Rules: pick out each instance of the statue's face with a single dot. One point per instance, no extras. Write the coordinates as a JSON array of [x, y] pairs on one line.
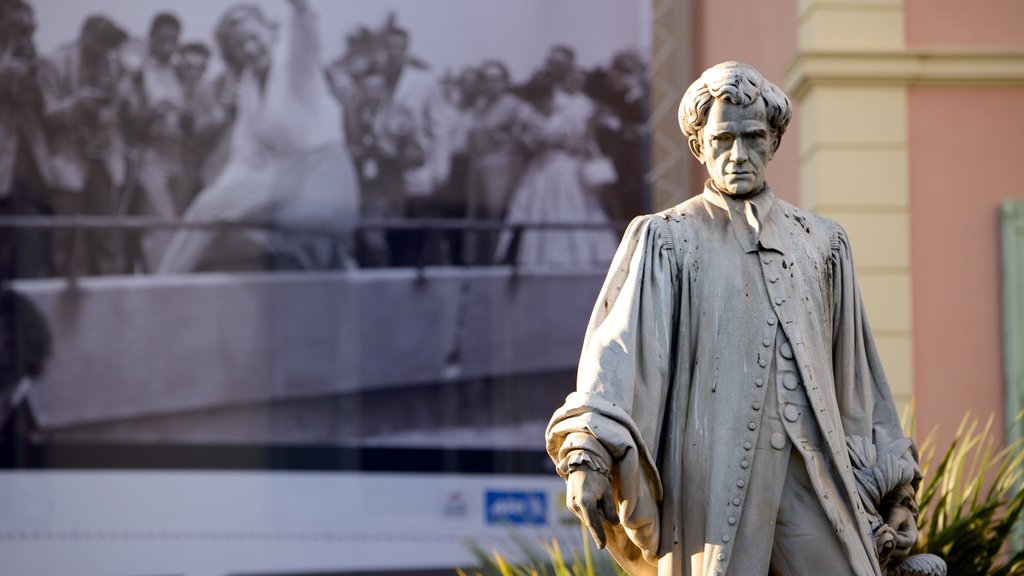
[[250, 44], [736, 146]]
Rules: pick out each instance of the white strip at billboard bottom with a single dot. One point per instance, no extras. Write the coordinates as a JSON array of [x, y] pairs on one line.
[[214, 523]]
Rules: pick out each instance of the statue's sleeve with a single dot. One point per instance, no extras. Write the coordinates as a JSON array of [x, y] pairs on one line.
[[862, 391], [624, 376]]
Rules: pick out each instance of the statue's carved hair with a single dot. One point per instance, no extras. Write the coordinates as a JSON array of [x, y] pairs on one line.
[[736, 83]]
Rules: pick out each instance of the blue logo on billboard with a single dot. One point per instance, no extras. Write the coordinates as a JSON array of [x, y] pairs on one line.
[[516, 507]]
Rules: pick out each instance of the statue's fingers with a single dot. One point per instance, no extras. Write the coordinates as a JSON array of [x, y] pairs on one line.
[[595, 522], [608, 508]]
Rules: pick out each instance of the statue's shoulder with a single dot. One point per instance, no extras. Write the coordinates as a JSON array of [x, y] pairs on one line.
[[814, 228], [682, 212]]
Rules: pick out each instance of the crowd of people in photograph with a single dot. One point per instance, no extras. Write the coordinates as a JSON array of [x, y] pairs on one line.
[[357, 152]]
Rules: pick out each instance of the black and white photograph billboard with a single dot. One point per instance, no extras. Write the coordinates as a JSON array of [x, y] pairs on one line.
[[292, 236]]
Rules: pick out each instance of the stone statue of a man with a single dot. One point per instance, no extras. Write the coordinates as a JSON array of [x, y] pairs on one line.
[[731, 414]]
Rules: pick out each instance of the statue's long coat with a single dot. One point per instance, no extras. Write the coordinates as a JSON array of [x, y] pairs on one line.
[[668, 371]]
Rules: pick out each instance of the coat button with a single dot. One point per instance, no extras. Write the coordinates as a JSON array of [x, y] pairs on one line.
[[777, 441], [786, 351], [791, 413]]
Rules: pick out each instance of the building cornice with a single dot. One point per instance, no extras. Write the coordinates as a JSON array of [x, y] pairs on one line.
[[960, 68]]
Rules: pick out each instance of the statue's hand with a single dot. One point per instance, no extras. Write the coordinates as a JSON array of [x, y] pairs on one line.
[[589, 495], [903, 522]]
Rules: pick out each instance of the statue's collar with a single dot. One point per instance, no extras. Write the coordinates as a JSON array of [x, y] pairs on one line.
[[753, 211]]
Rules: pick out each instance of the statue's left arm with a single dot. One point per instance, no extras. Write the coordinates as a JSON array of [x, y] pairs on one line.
[[885, 460]]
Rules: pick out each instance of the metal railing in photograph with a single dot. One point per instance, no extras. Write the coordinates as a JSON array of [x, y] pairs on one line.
[[431, 227]]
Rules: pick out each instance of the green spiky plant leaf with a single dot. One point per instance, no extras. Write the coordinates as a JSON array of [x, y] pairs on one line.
[[545, 560], [971, 501]]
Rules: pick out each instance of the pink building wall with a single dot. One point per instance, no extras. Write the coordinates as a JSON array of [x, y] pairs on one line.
[[958, 23], [965, 160]]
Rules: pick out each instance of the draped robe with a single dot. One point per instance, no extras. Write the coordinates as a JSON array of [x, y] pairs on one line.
[[667, 375]]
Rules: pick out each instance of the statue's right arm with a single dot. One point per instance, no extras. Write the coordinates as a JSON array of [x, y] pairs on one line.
[[614, 416]]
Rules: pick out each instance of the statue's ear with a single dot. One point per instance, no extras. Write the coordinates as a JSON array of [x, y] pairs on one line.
[[775, 141], [696, 148]]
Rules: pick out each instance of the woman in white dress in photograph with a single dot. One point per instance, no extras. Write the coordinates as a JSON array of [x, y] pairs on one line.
[[552, 189], [287, 165]]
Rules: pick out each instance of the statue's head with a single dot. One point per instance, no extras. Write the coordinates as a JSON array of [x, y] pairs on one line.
[[733, 120]]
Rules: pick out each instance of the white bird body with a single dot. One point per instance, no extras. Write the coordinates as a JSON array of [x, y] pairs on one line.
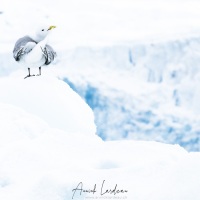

________________________________________

→ Instructions to follow
Repeat the records in full, exactly as they appear, without the pictures.

→ Response area
Rules: pick out each instance of the statue's face with a single dot. One point per instance, no extras. Write the coordinates as a JSON array of [x, y] pairs on one line.
[[250, 44], [736, 146]]
Rules: pick out each instance of the white strip at billboard bottom with a single dot. One point per instance, no extras. Write the coordinates as a JSON array of [x, y] pairs on one line.
[[214, 523]]
Rules: pick out each instance of the statue's sleeve with a single dot. One point per instance, no extras. Write the coordinates as a JSON array of [x, y] pairs on one line.
[[862, 391], [624, 376]]
Rules: pick out each instance of the statue's carved hair with a single dot. One point per instance, no extras. Write the coordinates as a JSON array of [x, y] pairs on one line.
[[736, 83]]
Rules: pick out each instance of the blue logo on billboard with a single dot. One point per instance, no extras. Write the coordinates as a JSON array of [x, y] pairs on one line.
[[516, 507]]
Rules: pick out each instance of the statue's fingers with a single dot. One point per instance, no extras. Write the coordinates as a JSON array of [x, y] pairs on one line.
[[595, 522], [608, 508]]
Rules: pick out each instance of the statue's shoulder with a single dot. One point per instance, no extras. Write the coordinates as a JSON array of [x, y] pairs on one line.
[[814, 228], [682, 212]]
Rules: pick out each instance of the crowd of people in photograph with a single dot. One point per instance, no extras. Write the coordinates as a JSON array of [x, y] pairs on one line.
[[357, 152]]
Rules: pick out each instance of the black and white photograph billboard with a single dot. One point per instance, no extras. Write the coordinates as a JSON array of [x, y] pairs on one line.
[[292, 236]]
Rules: pick out each instance of the stone statue of a man with a single dot. One point per instance, no extras. Write the coordinates as a JSON array of [x, y] pairs on one line.
[[731, 414]]
Rules: pick out each instance of the statue's long coat with a single dot. One point per instance, no extras. Write the coordinates as a JSON array of [x, y] pairs on one line.
[[668, 371]]
Rules: pick out each instance of the coat button with a single dot. One point per instance, no extras. Write the coordinates as a JSON array of [x, y] pairs on one line.
[[777, 441], [786, 351], [791, 413]]
Rules: pick out each instance of the building cornice with a single dot. One point per instance, no extras. Write the coordinates as a JSON array of [x, y] pairs on one line.
[[960, 68]]
Rules: pick out each instance of the statue's hand with a single dot. One point per instance, no extras. Write the coordinates as a JSON array of [x, y] pairs on one line.
[[589, 495], [903, 522]]
Rules: pick out each instance of the statue's collar with a single dot. One point per instance, no extras. Write the coordinates as a JSON array of [x, y] pairs on one line.
[[753, 211]]
Rules: pick out each instance of the statue's left arm with a single dot. One point per instance, no extras. Write the coordinates as a JSON array of [x, y] pairs on one line.
[[885, 460]]
Rules: pick out each instance of the metal railing in photograph with a single dot. One point per instance, no extras. Write the coordinates as a JSON array of [x, y] pairs on one line.
[[431, 227]]
Rules: pick out each instance of the green spiky plant leaf with a single dot. One point per instance, no extras. Write the coordinates as a JSON array of [x, y] pairs on one line.
[[545, 560], [971, 501]]
Rules: pick out each instance of the pink building wall with a single dot. One point per instance, no extras. Write the coordinates as a JSON array of [x, y] pairs on one line.
[[958, 23], [965, 160]]
Rules: pick out each instance of the draped robe with a single dot. One point per instance, no extras. Write the coordinates as a JSON array of [x, y] pairs on one line.
[[667, 375]]
Rules: pick out each instance of the statue's right arm with a single dot. One point per instance, no extras. Write the coordinates as a JSON array of [x, y] pairs on one line.
[[614, 416]]
Rules: pick out each instance of the statue's ear with a single dot. One point per instance, no extras. Write the coordinates as a JSON array of [x, y] pairs on one line.
[[775, 141], [696, 148]]
Rules: pick out each instance of the woman in white dress in photograph with a single dot. One point per instance, no extras. Write the coordinates as a JSON array of [x, y] pairs on one line.
[[552, 189], [287, 165]]
Rules: pick out each instance of the statue's head with a single dot. One point per instance, no extras. Write the coordinates as a JSON array of [x, y] pairs on one line.
[[733, 120]]
Rules: pick out each instance of the white bird body with a single dot. One point per instance, no extras. Write the coordinates as a JSON array of [x, y] pairs on one line.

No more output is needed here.